(Dataset records on object locations)
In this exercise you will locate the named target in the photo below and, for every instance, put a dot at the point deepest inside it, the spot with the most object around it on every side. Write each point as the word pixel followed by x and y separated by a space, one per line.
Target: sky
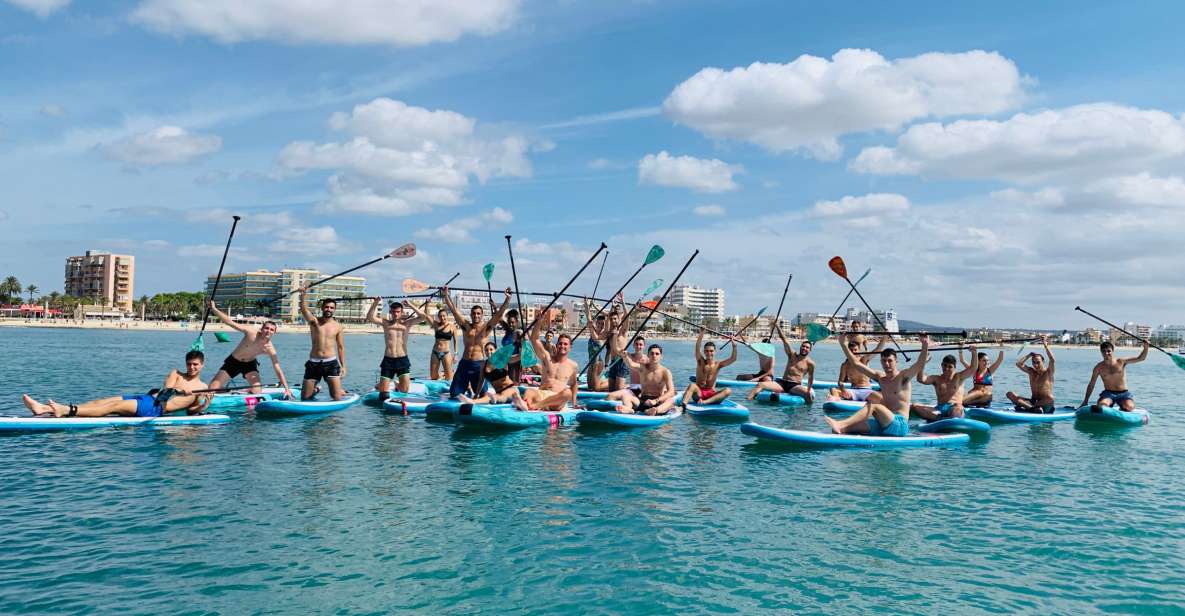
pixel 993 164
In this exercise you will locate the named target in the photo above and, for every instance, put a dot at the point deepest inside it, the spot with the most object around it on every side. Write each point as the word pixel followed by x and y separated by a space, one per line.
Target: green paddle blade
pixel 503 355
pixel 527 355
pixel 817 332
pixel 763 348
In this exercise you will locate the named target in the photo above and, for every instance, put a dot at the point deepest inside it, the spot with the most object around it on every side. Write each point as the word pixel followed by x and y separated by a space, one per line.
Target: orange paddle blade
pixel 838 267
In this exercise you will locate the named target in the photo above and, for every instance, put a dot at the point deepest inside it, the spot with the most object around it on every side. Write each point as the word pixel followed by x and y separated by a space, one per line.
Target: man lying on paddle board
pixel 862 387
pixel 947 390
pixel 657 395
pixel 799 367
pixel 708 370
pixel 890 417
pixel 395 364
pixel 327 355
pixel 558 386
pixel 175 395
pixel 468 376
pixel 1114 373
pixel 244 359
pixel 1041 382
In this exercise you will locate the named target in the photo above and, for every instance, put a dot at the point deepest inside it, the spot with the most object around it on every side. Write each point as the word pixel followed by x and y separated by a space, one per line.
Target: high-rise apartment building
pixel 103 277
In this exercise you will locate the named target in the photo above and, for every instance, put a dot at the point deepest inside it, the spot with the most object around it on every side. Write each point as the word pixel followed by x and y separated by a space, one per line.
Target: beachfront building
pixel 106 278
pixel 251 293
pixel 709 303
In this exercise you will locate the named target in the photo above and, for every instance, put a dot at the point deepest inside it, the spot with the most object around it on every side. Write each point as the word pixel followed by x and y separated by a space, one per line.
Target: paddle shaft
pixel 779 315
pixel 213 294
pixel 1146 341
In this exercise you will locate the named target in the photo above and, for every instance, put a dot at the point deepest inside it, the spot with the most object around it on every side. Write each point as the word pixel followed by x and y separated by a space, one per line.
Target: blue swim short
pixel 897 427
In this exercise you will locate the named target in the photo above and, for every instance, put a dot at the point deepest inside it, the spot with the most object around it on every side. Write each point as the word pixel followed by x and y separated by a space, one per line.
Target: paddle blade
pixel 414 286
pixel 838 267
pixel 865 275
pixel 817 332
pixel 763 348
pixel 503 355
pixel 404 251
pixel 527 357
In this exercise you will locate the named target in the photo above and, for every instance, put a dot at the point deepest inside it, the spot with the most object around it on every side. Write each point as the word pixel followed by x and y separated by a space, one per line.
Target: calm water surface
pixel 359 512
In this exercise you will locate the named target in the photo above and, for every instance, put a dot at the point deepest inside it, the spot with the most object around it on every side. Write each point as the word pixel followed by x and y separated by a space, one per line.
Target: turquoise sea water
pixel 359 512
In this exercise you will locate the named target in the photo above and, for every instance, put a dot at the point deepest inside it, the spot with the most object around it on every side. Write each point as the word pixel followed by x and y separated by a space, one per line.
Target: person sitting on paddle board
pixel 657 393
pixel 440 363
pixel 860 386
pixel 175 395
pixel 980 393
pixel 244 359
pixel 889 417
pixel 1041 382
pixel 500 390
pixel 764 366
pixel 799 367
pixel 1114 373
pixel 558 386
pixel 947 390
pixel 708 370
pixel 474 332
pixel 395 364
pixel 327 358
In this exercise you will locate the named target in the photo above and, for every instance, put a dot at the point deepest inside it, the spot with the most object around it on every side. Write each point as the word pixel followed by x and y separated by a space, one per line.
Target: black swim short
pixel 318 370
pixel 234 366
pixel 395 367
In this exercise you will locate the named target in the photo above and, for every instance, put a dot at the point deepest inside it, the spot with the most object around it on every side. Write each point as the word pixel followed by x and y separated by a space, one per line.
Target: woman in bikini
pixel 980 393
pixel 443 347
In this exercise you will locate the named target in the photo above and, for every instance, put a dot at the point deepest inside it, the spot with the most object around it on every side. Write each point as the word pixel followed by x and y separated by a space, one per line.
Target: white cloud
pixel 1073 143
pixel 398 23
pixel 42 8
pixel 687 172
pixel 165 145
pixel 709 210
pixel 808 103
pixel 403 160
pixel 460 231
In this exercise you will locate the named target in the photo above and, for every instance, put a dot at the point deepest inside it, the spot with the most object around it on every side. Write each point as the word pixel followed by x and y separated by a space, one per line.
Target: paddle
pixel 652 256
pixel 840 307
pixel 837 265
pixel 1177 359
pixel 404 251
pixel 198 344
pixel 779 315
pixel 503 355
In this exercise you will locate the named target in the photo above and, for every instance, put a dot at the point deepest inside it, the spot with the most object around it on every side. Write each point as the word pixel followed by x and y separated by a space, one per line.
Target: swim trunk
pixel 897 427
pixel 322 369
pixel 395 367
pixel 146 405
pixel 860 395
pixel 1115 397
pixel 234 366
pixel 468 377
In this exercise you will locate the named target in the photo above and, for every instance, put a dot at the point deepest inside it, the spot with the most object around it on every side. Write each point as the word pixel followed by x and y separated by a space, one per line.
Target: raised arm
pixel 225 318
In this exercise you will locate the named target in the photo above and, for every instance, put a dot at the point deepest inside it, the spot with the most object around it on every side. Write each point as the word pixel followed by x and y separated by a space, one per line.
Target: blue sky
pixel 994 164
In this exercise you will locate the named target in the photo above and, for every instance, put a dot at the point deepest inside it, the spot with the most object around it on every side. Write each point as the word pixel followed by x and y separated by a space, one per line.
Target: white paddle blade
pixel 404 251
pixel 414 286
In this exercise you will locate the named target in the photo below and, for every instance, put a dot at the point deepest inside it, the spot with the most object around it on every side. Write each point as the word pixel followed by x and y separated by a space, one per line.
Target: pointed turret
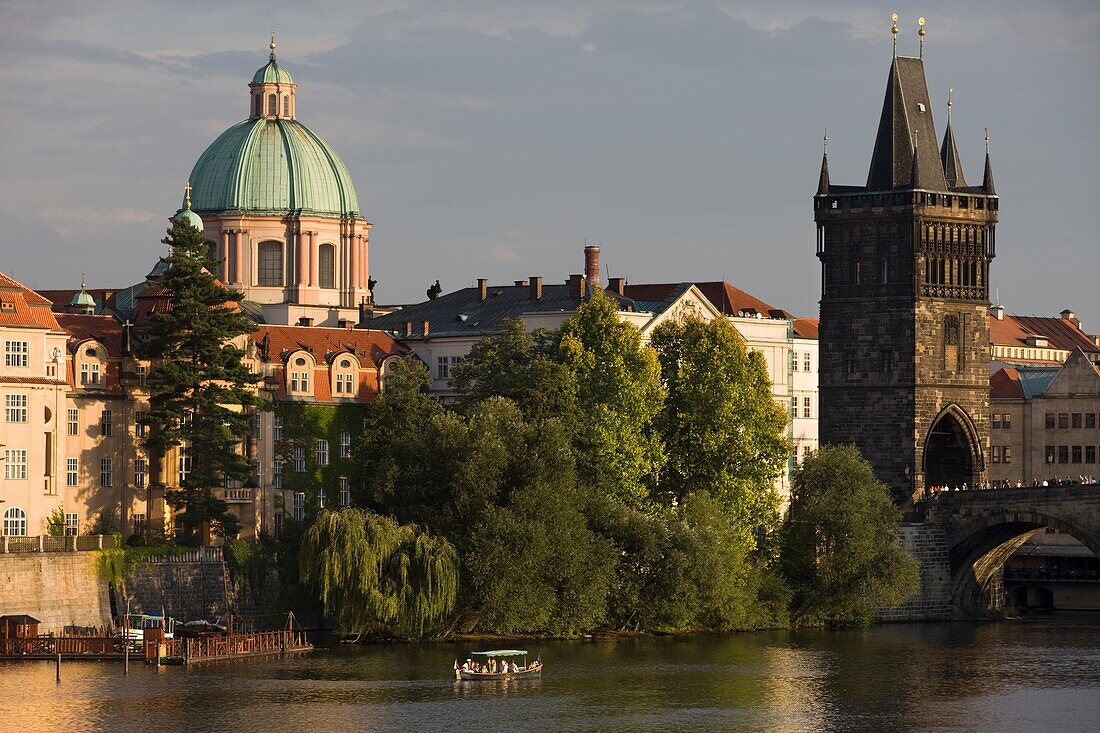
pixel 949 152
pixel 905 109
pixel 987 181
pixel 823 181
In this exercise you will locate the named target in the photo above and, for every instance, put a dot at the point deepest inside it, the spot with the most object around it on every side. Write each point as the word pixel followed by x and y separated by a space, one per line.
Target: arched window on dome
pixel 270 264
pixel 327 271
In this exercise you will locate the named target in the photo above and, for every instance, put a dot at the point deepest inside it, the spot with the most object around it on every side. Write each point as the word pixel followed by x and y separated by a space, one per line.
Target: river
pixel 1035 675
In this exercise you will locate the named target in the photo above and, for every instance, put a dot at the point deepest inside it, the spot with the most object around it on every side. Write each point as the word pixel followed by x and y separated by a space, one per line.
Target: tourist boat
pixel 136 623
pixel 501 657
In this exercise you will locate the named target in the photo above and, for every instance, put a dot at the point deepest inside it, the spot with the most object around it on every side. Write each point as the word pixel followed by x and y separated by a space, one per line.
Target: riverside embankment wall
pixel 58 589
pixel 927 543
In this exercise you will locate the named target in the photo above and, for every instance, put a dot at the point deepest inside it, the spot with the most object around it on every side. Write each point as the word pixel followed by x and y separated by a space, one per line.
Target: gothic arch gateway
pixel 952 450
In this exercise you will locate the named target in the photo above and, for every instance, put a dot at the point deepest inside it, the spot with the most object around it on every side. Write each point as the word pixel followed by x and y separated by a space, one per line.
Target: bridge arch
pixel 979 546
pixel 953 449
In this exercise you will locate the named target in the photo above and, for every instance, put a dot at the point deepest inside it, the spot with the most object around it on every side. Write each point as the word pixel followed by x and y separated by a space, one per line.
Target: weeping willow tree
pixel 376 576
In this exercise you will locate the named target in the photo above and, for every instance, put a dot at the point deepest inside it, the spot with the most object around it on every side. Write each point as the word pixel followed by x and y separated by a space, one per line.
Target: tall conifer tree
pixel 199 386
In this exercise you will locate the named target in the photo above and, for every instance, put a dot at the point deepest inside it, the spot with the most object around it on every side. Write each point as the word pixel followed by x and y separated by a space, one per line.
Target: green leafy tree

• **Set task**
Lay out the records above as a Markdown table with the columns No. and Line, giving each line its own row and skipping blank lines. Leave the pictures out of the table.

• **Written response**
| No. | Line |
|---|---|
| 1 | In this exercise you will locate the named target in the photo below and, for every instance, put a dot at the point deepest inside it, the spot with the most object around it on every side. Write each point as the word pixel followed by x and y separated by a space, one per line. |
| 2 | Target: sky |
| 3 | pixel 993 164 |
| 4 | In this exercise you will locate the named target in the photo above and, for every instance, put a dot at the point deepest inside it, the spot with the most object around it on every side. Write each point as the word pixel followed by x and y separated by a space, one per line. |
| 5 | Target: green paddle blade |
| 6 | pixel 503 355 |
| 7 | pixel 527 355 |
| 8 | pixel 817 332 |
| 9 | pixel 763 348 |
| 10 | In this exercise you will locate the named target in the photo above and, for every instance, put a dot at the point deepest inside it, the spot with the most object around it on every side. Write each point as the word pixel followed by x and y separated by a space, one per line. |
| 11 | Target: orange paddle blade |
| 12 | pixel 838 267 |
| 13 | In this exercise you will locate the named target in the photo above and, for every instance, put a dot at the point deepest inside it, the spot with the most object around it on every side. Write each point as the word pixel followed by x and y separated by a space, one per line. |
| 14 | Target: man lying on paddle board |
| 15 | pixel 862 387 |
| 16 | pixel 947 390 |
| 17 | pixel 657 395 |
| 18 | pixel 799 367 |
| 19 | pixel 708 370 |
| 20 | pixel 890 417 |
| 21 | pixel 395 364 |
| 22 | pixel 327 355 |
| 23 | pixel 558 386 |
| 24 | pixel 175 395 |
| 25 | pixel 468 376 |
| 26 | pixel 1114 373 |
| 27 | pixel 244 359 |
| 28 | pixel 1041 382 |
| 29 | In this exercise you will locate the named target in the photo above and, for every instance, put a dot at the point deepest inside it, the spot with the most object around it on every side. Write each point as the word pixel followed by x and y separated by a space, one per line. |
| 30 | Target: high-rise apartment building |
| 31 | pixel 103 277 |
| 32 | In this exercise you will locate the named target in the photo above and, for every instance, put a dot at the point deepest inside it, the spot with the most object around it on every side. Write each point as the word pixel followed by x and y separated by a space, one per line. |
| 33 | Target: beachfront building |
| 34 | pixel 106 278 |
| 35 | pixel 251 293 |
| 36 | pixel 709 303 |
| 37 | In this exercise you will locate the named target in the photo above and, for every instance, put a dot at the point deepest inside it, the spot with the most object around it on every side. Write each point as the word pixel followed by x and y separated by a space, one per line. |
| 38 | Target: paddle shaft |
| 39 | pixel 779 315 |
| 40 | pixel 213 294 |
| 41 | pixel 1146 341 |
| 42 | In this exercise you will locate the named target in the photo above and, for every instance, put a dot at the point deepest inside it, the spot with the most object around it on every side. Write each point as the word pixel followed by x and y separated by a space, one per line. |
| 43 | Target: blue swim short |
| 44 | pixel 897 427 |
| 45 | In this exercise you will locate the named target in the photo above and, for every instance, put a dot at the point deepest inside it, the spot with the most object around it on every side. Write each point as the word pixel followed by x and y separated by a space, one per line. |
| 46 | Target: paddle blade |
| 47 | pixel 414 286 |
| 48 | pixel 838 267 |
| 49 | pixel 865 275 |
| 50 | pixel 817 332 |
| 51 | pixel 763 348 |
| 52 | pixel 503 355 |
| 53 | pixel 404 251 |
| 54 | pixel 527 357 |
| 55 | In this exercise you will locate the named target in the photo above and, for every instance, put a dot at the point deepest inside it, the spot with the most object around it on every side. Write each point as the word pixel followed by x and y separated by a space, one per line. |
| 56 | Target: calm water surface |
| 57 | pixel 359 512 |
| 58 | In this exercise you will locate the named target in the photo above and, for every instance, put a dot at the point deepest inside it, the spot with the most object around it on every side. Write each point as the word pixel followed by x and y separated by a space, one per line. |
| 59 | Target: turquoise sea water |
| 60 | pixel 359 512 |
| 61 | In this exercise you will locate the named target in the photo above and, for every instance, put a dot at the point deepest inside it, the spot with the most object around it on every side. Write each point as the word pixel followed by x and y separated by a space, one per line. |
| 62 | Target: person sitting on paddle board |
| 63 | pixel 657 393 |
| 64 | pixel 440 363 |
| 65 | pixel 860 386 |
| 66 | pixel 175 395 |
| 67 | pixel 980 393 |
| 68 | pixel 244 359 |
| 69 | pixel 889 417 |
| 70 | pixel 1041 382 |
| 71 | pixel 500 390 |
| 72 | pixel 764 366 |
| 73 | pixel 799 367 |
| 74 | pixel 1114 373 |
| 75 | pixel 558 386 |
| 76 | pixel 947 390 |
| 77 | pixel 708 370 |
| 78 | pixel 474 332 |
| 79 | pixel 395 364 |
| 80 | pixel 327 358 |
| 81 | In this exercise you will locate the named target in the photo above and, for every instance, put a dot at the point deepest inside it, the spot with the most object around it on every side. Write each point as the word pixel followed by x and y separated by a space, one per line. |
| 82 | Target: black swim short |
| 83 | pixel 318 370 |
| 84 | pixel 234 366 |
| 85 | pixel 395 367 |
| 86 | In this exercise you will locate the named target in the photo above and, for every instance, put a dot at the point deepest inside it, the spot with the most object around it on every side. Write each point as the word pixel followed by x and y separated by a space, one per line. |
| 87 | Target: woman in bikini |
| 88 | pixel 980 393 |
| 89 | pixel 443 347 |
| 90 | In this exercise you will locate the named target in the photo above and, for every instance, put a dot at the point deepest inside it, the spot with the most object around it on every side. Write each point as the word pixel followed by x and y separated by a space, one per line. |
| 91 | Target: white cloud |
| 92 | pixel 1073 143 |
| 93 | pixel 398 23 |
| 94 | pixel 42 8 |
| 95 | pixel 687 172 |
| 96 | pixel 165 145 |
| 97 | pixel 709 210 |
| 98 | pixel 808 103 |
| 99 | pixel 403 160 |
| 100 | pixel 460 231 |
| 101 | In this exercise you will locate the named target in the photo above and, for every instance, put a dot at the point deepest inside it, the spot with the most object around it on every side. Write each point as the word pixel followed by x and y separated by a space, one per line. |
| 102 | Target: paddle |
| 103 | pixel 652 256 |
| 104 | pixel 840 307 |
| 105 | pixel 837 265 |
| 106 | pixel 1177 359 |
| 107 | pixel 404 251 |
| 108 | pixel 198 344 |
| 109 | pixel 779 315 |
| 110 | pixel 503 355 |
| 111 | In this exercise you will locate the named target in the photo above and, for every instance, put a dot at the point deepest inside it, the spot with the most object around it on every side. Write each point as the word pixel followed by x and y separated by a space, one per line. |
| 112 | Target: swim trunk |
| 113 | pixel 897 427 |
| 114 | pixel 322 369 |
| 115 | pixel 395 367 |
| 116 | pixel 146 405 |
| 117 | pixel 860 395 |
| 118 | pixel 1115 397 |
| 119 | pixel 234 366 |
| 120 | pixel 468 377 |
| 121 | In this exercise you will locate the named target in the photo above and, for every instance, put a dot at the point deepest inside it, the spot with the most object around it on every side. Write each point as the word pixel followed by x and y separated by a space, one per line. |
| 122 | Target: raised arm |
| 123 | pixel 225 318 |
| 124 | In this exercise you will locate the named target in the photo above and, for every instance, put a dot at the point deepest inside it, the spot with the most object around it on every side. Write each point as the word pixel followed by x and y separated by a space, one per line. |
| 125 | Target: blue sky |
| 126 | pixel 994 164 |
| 127 | In this exercise you will locate the named target in the photo above and, for every instance, put a dot at the point deepest inside it, the spot with the most object around it on every side. Write each point as the word pixel followed by x and y separated by a space, one per line. |
| 128 | Target: white paddle blade |
| 129 | pixel 404 251 |
| 130 | pixel 414 286 |
| 131 | In this exercise you will locate the named target in the photo below and, for every instance, put a dot at the point deepest inside it, the spot with the most object around it on every side. Write each point as the word pixel followed by x and y separated by a space, one per line. |
| 132 | Target: pointed turret |
| 133 | pixel 949 152 |
| 134 | pixel 905 109 |
| 135 | pixel 987 181 |
| 136 | pixel 823 181 |
| 137 | In this exercise you will locate the named target in the photo above and, for every instance, put a dot at the point deepest inside it, the spot with the most object around it on every side. Write each point as the word pixel followed by x and y separated by a space, one per line. |
| 138 | Target: arched window on dome |
| 139 | pixel 270 264 |
| 140 | pixel 327 271 |
| 141 | In this exercise you will locate the named target in the photo above and, for every instance, put a dot at the point deepest inside it, the spot with the most object around it on every side. Write each point as the word pixel followed by x and y separated by a space, one per line. |
| 142 | Target: river |
| 143 | pixel 1035 675 |
| 144 | In this exercise you will locate the named target in the photo above and, for every instance, put a dot at the point deepest inside it, the spot with the most object around it on every side. Write each point as the word pixel followed by x and y separated by a space, one per line. |
| 145 | Target: tourist boat |
| 146 | pixel 136 623 |
| 147 | pixel 501 657 |
| 148 | In this exercise you will locate the named target in the photo above and, for every instance, put a dot at the point deepest inside it, the spot with the most object around it on every side. Write each point as the word pixel followed by x and y separated by a space, one per line. |
| 149 | Target: riverside embankment wall |
| 150 | pixel 58 589 |
| 151 | pixel 927 543 |
| 152 | In this exercise you will locate the named target in the photo above and, for every instance, put a dot at the point deepest inside it, the spot with the most object around it on every side. Write each point as the word pixel followed by x and y separated by a space, one per line. |
| 153 | Target: gothic arch gateway |
| 154 | pixel 952 450 |
| 155 | In this exercise you will locate the named target in the photo above and, for every instance, put a dot at the point deepest inside it, the spot with the most object around it on every side. Write each point as the word pixel followed by x and y separated by a space, one per line. |
| 156 | Target: bridge arch |
| 157 | pixel 979 546 |
| 158 | pixel 953 449 |
| 159 | In this exercise you will locate the named target in the photo above and, for every instance, put a dot at the point deepest inside it, the spot with the most object around it on every side. Write each point as the word pixel followed by x and y separated by a space, one per line. |
| 160 | Target: weeping willow tree |
| 161 | pixel 376 576 |
| 162 | In this exercise you will locate the named target in the photo above and, for every instance, put a dot at the point deepest inside it, the spot with the most object around it on every side. Write each point as the word pixel followed by x and y separated by a space, one per line. |
| 163 | Target: tall conifer tree |
| 164 | pixel 199 386 |
| 165 | In this exercise you will locate the named target in the photo above and, for every instance, put a dot at the point deepest inside it, the spot with the most object around it on every side. Write each point as the word pixel followed by x and y separated by a space, one per line. |
| 166 | Target: green leafy tree |